┌────────
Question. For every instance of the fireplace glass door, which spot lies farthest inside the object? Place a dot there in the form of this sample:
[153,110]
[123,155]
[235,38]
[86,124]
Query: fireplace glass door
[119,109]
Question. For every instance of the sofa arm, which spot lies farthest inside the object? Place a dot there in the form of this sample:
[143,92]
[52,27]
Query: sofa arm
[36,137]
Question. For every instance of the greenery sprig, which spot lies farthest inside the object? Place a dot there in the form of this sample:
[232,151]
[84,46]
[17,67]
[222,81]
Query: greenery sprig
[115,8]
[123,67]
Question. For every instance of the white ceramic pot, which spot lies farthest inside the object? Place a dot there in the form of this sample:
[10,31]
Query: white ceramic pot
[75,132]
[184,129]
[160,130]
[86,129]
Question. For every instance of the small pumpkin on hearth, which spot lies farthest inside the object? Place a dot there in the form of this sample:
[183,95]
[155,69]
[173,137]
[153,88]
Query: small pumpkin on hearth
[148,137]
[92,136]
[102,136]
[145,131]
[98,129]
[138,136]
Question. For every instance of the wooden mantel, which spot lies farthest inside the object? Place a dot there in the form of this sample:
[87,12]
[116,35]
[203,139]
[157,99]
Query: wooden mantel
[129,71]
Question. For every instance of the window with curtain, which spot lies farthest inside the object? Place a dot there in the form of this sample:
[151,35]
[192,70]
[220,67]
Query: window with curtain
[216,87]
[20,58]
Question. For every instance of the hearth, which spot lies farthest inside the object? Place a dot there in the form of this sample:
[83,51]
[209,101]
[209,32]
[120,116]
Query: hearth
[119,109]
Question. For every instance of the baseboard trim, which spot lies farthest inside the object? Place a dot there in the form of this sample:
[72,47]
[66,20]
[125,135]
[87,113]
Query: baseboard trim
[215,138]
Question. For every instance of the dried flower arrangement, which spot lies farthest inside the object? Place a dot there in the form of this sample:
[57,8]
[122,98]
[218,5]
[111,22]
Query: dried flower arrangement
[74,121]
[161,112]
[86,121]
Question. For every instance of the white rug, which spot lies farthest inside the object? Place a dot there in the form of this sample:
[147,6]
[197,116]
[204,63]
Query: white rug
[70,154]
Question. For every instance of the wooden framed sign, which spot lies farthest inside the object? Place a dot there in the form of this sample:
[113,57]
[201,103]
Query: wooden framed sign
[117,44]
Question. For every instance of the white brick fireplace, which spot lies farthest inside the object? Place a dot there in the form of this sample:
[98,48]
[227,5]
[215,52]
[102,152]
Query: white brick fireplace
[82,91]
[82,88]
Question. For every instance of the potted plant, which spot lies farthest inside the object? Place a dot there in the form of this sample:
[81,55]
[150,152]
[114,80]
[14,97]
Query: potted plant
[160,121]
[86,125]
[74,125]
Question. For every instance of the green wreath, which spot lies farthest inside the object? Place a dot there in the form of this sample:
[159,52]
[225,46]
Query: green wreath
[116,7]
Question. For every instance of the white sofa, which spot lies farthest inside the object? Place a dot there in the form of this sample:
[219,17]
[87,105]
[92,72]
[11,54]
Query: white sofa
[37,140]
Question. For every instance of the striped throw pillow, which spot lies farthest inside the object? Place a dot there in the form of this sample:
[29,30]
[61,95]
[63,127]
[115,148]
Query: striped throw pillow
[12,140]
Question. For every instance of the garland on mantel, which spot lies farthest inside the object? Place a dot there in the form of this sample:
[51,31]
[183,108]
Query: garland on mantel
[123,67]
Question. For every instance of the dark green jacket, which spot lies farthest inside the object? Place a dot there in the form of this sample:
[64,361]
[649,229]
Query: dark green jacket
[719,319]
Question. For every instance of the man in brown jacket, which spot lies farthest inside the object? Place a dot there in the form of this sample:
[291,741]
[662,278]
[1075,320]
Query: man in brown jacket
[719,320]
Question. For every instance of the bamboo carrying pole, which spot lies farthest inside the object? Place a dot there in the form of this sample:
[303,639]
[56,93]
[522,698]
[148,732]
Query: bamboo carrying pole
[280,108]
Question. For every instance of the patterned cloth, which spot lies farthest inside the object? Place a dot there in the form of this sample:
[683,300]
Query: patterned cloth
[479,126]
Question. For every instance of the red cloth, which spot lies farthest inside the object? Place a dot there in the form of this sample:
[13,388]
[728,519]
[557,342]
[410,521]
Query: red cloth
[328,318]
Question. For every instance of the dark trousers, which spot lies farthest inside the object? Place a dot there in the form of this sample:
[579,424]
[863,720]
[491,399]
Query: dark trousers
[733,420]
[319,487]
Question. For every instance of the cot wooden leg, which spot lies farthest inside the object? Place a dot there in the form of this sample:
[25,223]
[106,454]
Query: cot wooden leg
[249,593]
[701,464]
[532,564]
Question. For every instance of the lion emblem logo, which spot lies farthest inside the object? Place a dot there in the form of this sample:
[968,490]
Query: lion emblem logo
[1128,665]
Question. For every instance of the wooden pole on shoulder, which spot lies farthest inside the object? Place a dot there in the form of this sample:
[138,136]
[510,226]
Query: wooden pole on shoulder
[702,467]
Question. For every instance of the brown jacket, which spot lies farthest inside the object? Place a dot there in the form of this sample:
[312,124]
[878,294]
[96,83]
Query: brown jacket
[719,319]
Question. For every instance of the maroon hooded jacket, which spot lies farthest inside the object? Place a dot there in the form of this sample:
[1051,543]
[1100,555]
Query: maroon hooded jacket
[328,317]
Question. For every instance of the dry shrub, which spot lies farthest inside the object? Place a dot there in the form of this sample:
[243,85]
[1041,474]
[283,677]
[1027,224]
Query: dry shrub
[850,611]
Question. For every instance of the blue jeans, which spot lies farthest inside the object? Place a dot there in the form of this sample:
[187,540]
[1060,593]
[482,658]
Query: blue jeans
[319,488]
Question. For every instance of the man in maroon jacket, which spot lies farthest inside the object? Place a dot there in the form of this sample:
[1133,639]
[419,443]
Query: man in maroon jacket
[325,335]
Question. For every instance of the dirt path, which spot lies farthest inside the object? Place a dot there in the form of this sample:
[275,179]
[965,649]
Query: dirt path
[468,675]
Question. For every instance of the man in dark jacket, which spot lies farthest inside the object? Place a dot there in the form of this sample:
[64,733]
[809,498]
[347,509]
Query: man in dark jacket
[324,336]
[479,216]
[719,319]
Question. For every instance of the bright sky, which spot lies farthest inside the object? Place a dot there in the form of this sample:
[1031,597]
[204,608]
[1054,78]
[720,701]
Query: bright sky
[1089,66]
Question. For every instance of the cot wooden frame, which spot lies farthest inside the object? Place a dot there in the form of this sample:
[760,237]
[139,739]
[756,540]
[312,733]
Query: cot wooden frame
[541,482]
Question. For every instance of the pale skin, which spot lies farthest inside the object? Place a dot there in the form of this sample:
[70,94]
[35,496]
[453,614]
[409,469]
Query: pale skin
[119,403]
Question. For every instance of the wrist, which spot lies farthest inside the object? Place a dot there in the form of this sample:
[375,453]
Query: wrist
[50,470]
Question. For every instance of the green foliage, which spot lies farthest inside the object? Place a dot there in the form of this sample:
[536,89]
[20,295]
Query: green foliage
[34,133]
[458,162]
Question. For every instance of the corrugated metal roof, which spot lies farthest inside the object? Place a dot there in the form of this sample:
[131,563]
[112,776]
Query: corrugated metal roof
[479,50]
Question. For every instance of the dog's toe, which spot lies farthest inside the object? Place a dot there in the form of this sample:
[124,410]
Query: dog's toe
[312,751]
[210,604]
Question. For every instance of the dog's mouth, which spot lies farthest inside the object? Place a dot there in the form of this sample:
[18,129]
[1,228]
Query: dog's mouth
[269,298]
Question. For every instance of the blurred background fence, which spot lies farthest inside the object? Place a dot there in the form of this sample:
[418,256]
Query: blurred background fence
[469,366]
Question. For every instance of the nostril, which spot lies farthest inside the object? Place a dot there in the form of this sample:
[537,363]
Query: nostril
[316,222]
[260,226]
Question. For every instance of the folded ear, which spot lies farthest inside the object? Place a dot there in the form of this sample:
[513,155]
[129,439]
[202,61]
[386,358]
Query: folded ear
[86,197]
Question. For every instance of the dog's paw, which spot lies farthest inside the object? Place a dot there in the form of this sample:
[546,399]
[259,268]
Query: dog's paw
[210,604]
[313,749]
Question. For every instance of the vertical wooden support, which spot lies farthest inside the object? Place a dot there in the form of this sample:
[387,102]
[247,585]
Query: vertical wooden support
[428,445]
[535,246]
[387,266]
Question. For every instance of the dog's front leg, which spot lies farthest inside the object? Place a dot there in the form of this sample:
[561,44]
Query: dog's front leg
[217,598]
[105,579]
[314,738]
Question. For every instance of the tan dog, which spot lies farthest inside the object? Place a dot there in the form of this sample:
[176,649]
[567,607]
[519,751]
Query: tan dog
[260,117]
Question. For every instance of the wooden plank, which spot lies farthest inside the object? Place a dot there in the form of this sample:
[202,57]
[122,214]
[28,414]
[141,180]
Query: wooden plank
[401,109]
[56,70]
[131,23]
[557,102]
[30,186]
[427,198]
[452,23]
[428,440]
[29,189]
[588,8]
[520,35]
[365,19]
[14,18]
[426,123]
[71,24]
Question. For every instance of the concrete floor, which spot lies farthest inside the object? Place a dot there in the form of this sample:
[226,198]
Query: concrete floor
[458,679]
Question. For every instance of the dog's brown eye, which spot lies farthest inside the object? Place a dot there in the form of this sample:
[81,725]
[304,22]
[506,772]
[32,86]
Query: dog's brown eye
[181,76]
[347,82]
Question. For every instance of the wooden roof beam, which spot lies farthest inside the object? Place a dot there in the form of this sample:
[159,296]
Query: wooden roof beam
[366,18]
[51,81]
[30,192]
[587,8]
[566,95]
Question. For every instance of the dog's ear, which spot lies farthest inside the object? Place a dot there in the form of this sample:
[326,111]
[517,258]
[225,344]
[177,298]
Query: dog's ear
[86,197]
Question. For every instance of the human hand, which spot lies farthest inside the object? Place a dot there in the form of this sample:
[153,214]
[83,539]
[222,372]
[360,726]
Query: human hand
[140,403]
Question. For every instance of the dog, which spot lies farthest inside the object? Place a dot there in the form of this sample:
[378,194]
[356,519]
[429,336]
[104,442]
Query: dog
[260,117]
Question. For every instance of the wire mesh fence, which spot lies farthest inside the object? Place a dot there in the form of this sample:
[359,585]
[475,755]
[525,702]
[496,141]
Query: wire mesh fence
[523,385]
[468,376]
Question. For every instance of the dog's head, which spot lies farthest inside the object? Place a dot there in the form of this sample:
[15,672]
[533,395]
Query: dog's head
└────────
> _YOUR TASK_:
Where the string "head" occurs in the data, return the whole line.

> _SOLUTION FOR THIS EXERCISE_:
Question. For every instance of the dog's head, which spot lies farthest inside the object? Place a dot there in the form of this sample:
Query: dog's head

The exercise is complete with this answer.